┌────────
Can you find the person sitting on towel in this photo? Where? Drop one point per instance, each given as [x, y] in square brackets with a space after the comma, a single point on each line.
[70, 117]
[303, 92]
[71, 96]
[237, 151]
└────────
Each entry needs to be copied out exactly as written.

Can you find the person sitting on towel in this photo? Where? Drop one point per instance, each given as [x, y] in square brackets with a space after the comma, a single point on each line.
[70, 117]
[303, 92]
[71, 96]
[237, 151]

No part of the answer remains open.